EXERCISE TASK:
The records that follow are to be repeated without alteration.

INPUT RECORDS:

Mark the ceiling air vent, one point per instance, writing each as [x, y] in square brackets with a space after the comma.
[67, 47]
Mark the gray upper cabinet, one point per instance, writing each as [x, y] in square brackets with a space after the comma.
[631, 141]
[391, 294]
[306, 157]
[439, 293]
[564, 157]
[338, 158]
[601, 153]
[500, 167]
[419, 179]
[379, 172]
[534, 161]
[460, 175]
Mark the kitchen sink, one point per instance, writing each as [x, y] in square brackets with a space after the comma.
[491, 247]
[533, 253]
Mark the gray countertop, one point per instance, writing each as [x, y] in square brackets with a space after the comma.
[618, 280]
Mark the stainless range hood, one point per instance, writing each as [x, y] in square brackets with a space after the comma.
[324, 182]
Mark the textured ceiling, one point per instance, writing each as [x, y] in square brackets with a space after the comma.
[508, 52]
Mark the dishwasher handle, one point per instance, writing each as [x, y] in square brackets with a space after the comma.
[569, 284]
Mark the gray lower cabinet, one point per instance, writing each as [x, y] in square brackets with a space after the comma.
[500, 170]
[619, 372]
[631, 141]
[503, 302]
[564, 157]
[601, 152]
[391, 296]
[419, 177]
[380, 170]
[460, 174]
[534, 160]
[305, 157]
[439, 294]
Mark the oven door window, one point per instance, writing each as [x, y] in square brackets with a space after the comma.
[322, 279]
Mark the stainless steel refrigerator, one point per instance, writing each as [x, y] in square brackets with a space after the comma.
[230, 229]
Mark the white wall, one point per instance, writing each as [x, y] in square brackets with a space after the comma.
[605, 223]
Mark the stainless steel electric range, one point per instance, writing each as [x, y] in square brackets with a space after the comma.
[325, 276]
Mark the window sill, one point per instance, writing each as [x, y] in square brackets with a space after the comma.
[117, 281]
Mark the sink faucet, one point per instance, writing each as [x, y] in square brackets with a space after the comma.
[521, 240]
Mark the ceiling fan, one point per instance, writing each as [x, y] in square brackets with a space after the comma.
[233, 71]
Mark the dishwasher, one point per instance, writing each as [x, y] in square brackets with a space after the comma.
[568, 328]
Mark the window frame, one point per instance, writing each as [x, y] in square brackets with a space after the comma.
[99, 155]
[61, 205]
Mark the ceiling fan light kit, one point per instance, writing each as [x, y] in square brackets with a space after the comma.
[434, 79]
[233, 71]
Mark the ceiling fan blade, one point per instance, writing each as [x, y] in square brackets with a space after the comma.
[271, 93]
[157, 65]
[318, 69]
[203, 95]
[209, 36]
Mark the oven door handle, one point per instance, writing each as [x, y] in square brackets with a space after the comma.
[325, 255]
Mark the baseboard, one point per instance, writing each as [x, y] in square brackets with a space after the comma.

FULL RESPONSE:
Mark the ceiling air vent, one point per instance, writing each as [x, y] in square brackets with a space after the comma.
[67, 47]
Mark the gray upper cabinet, one point per instance, writing each as [x, y] in square brackets with a space after the comma.
[631, 141]
[391, 294]
[306, 157]
[439, 293]
[564, 157]
[338, 158]
[601, 153]
[500, 167]
[419, 179]
[379, 172]
[534, 161]
[460, 175]
Mark the kitchen sink, one point per instance, writing each as [x, y] in square brackets with a space after the comma.
[491, 247]
[533, 253]
Mark the gray countertop, one point per instance, writing each as [x, y] in square brackets with a space after the comma.
[618, 280]
Mark the stainless range hood, one point per instance, writing each as [x, y] in square brackets with a space after the comma.
[324, 182]
Mark the textured ceiling, one point per instance, writing each as [x, y] in square brackets with a space after the comma.
[508, 52]
Mark the dishwasher handle, one point per instance, writing each as [x, y] in square brackets with a space after the comma.
[569, 284]
Mark the gray lower cabinet, one point per instance, writing each as [x, y] in square brackets with a space after the comma.
[500, 170]
[619, 372]
[631, 141]
[503, 302]
[564, 157]
[601, 152]
[391, 296]
[419, 177]
[380, 170]
[460, 174]
[534, 160]
[305, 157]
[439, 294]
Mark the oven door window, one point per instance, writing each as [x, y] in square brackets with a space after the comma.
[322, 279]
Mark the stainless steel refrigerator, one point per instance, writing each as [x, y] in square brackets with a space after the comma.
[230, 229]
Mark the white wall, one point per instance, writing each as [x, y] in square brackets with a space after the comma.
[605, 223]
Mark the stainless steel electric range, one point per instance, writing each as [x, y] in square brackets with a space after the comma.
[325, 276]
Mark the window sill, one point per instance, writing each as [x, y] in square brackets with a space after the comma.
[117, 281]
Mark the sink faucet, one point per instance, writing each as [x, y] in square brackets with a space after the comma.
[521, 240]
Mark the ceiling fan, one point per instance, writing each as [x, y] in square brackets with a space after the comma.
[233, 71]
Mark the dishwasher, one point per instance, writing each as [x, y] in square brackets with a space after the comma.
[568, 328]
Mark the window frame, one point per instance, writing each as [x, y] in square brackets with a space after the comma.
[99, 155]
[61, 205]
Mark the ceiling fan light kit, one point per instance, writing each as [x, y] in square brackets with a space after the comma.
[434, 79]
[233, 71]
Mark the ceiling fan blade, one point per instance, writing each as [x, y] in square brackets with a space after the comma.
[271, 93]
[157, 65]
[318, 69]
[203, 95]
[209, 36]
Mark the oven door handle, one point per instance, writing each as [x, y] in square brackets with a space after the comma.
[325, 255]
Mark the baseboard, one point per instance, writing each as [x, y] in square brackets with a space after the comma.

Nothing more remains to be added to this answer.